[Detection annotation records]
○ ○ ○ ○ ○ ○ ○
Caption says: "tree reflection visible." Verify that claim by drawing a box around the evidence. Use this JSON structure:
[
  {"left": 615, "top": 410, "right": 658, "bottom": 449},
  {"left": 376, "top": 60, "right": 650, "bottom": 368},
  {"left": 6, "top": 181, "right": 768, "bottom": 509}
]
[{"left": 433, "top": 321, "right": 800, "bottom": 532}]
○ ○ ○ ○ ○ ○ ○
**WRITTEN REQUEST**
Rewrite these lines as a numbered list, omitting any blank lines.

**FINAL RESULT**
1. Caption says: "tree reflection visible." Verify that claim by drawing a box around the evidence. Use this JSON structure:
2. [
3.   {"left": 615, "top": 410, "right": 658, "bottom": 449},
4.   {"left": 376, "top": 60, "right": 650, "bottom": 368},
5.   {"left": 6, "top": 181, "right": 768, "bottom": 509}
6. ]
7. [{"left": 433, "top": 321, "right": 800, "bottom": 532}]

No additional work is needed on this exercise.